- Opening Delimiter -

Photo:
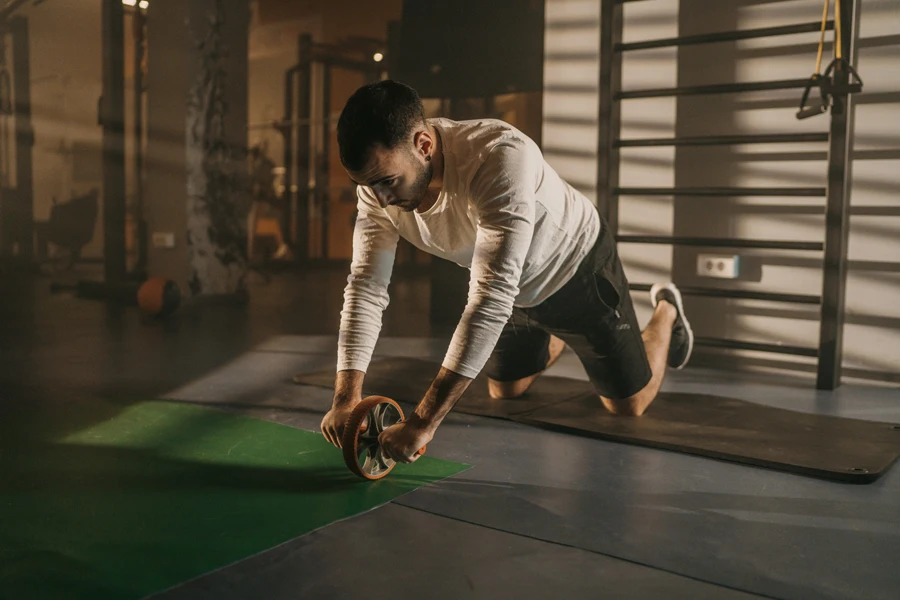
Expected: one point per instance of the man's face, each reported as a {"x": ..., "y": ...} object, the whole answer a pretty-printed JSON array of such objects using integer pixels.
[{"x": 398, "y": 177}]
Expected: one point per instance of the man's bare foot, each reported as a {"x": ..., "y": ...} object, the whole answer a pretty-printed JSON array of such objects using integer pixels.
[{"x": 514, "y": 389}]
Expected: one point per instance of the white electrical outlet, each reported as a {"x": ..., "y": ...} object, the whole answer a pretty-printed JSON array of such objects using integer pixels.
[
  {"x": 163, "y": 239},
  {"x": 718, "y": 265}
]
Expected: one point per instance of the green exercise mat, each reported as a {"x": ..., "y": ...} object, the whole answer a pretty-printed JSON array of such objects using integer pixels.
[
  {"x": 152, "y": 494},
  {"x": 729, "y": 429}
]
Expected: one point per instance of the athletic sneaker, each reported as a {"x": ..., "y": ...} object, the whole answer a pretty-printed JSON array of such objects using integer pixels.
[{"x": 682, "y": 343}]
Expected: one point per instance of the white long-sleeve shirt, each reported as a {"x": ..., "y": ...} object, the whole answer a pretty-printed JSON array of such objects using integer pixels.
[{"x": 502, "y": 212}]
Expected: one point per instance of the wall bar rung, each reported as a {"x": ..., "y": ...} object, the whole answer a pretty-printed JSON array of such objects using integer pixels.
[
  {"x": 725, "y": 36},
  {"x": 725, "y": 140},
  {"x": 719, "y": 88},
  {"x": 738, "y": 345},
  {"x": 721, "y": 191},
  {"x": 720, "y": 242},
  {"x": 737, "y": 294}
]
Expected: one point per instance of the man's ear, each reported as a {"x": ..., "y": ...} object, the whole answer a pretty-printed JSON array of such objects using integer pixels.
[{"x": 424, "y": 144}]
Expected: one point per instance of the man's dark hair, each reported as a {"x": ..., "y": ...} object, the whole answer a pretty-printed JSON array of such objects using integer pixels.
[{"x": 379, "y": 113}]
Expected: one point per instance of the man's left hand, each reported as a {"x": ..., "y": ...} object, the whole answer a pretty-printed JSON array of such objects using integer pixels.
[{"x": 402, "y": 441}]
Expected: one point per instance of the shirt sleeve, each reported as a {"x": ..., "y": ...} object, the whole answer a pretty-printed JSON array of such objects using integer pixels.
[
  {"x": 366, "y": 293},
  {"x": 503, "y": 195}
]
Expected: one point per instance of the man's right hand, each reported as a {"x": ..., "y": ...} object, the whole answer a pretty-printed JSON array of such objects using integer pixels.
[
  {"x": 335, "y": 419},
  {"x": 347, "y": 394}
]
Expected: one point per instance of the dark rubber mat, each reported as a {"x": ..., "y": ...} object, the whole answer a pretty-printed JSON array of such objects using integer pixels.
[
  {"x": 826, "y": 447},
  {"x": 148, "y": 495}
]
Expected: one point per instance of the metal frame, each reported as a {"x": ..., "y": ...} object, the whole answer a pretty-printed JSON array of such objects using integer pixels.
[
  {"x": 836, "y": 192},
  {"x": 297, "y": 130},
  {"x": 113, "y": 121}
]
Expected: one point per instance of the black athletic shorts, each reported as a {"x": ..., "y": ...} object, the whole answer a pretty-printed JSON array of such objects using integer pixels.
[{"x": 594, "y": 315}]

- Closing Delimiter -

▶ [ASSIGNMENT]
Give back all of the entries above exactly, with the pictures excluded.

▶ [EXERCISE SOLUTION]
Photo:
Expected: one point per instance of the man's face, each reported as a {"x": ..., "y": ...} object, the whole answer a pretty-printed JSON array of such objects using integer pixels.
[{"x": 398, "y": 177}]
Expected: one point per instance of the man's bare foot, each reported as a {"x": ..., "y": ...} object, the whole answer a pretty-printed JSON array of such objects using integer pixels.
[{"x": 514, "y": 389}]
Expected: one point per instance of the white electrical outlet, each reported as a {"x": ..., "y": ...} object, the whole answer a pretty-printed JSON array of such objects using integer pixels.
[
  {"x": 163, "y": 239},
  {"x": 718, "y": 265}
]
Expected: one point per instance of the green exercise mat, each reported as a {"x": ..., "y": ...} object, the whole answer a pretty-printed JSON array of such objects using integer pixels.
[
  {"x": 152, "y": 494},
  {"x": 729, "y": 429}
]
Expected: one point per instance of the athletic sneaker, each reported as a {"x": ..., "y": ...} object, the whole answer a pretty-printed JSON array of such objects using integer pixels.
[{"x": 682, "y": 343}]
Expected: one point per instance of the white long-sleeve shirt, each reported as a {"x": ..., "y": ...} object, the whole answer a pretty-printed JSON array of such objects using integer pixels.
[{"x": 502, "y": 212}]
Expected: one point per instance of the wall bar rung, each reported as a {"x": ..., "y": ...} object, the whole answer a pretty-printed JSON array of such objects using integer pixels.
[
  {"x": 725, "y": 36},
  {"x": 725, "y": 140},
  {"x": 719, "y": 88},
  {"x": 738, "y": 345},
  {"x": 721, "y": 191},
  {"x": 720, "y": 242},
  {"x": 737, "y": 294}
]
Expected: one point per instance of the man's ear, each reported as a {"x": ..., "y": ...} object, the whole answer a pretty-printed JSON array of such objects using integer pixels.
[{"x": 424, "y": 144}]
Expected: one point per instance of the man's dark hair, each reported as a {"x": ..., "y": ...} object, the whole answer a pretty-printed JSON array of such objects using integer pixels.
[{"x": 379, "y": 113}]
Expected: one point per instance of the man's left hand, each reported as a {"x": ..., "y": ...} object, the whole answer a pretty-printed JSON array of such objects using integer pixels.
[{"x": 402, "y": 441}]
Expected: one point per instance of the shirt sleeve, each reported as a {"x": ..., "y": ...} object, the whole answer a pretty-printed JSON array of such objects using integer pixels.
[
  {"x": 366, "y": 293},
  {"x": 503, "y": 195}
]
Expected: one point per instance of the man's right hand, each reported as a {"x": ..., "y": ...} object, the whole answer a pretty-printed JSON array of such objects using integer pixels.
[
  {"x": 335, "y": 419},
  {"x": 347, "y": 394}
]
Expected: one point per instance of the dark rubber mat, each reported as a {"x": ..., "y": ...} object, the whole answer a pretty-printed JSON array of such objects using integer pixels.
[
  {"x": 826, "y": 447},
  {"x": 148, "y": 495}
]
Expected: one point per instance of the metal frame, each reported as a {"x": ..., "y": ...} object, the whole answer a pretty-printed JSON array of such objects using integer pixels.
[
  {"x": 836, "y": 192},
  {"x": 297, "y": 130},
  {"x": 113, "y": 121}
]
Expected: one point per instance of the black athletic shorts, each reported as a {"x": ..., "y": ...} object, the whole answer a pretty-printed JSON array of such objects using integer pixels.
[{"x": 594, "y": 315}]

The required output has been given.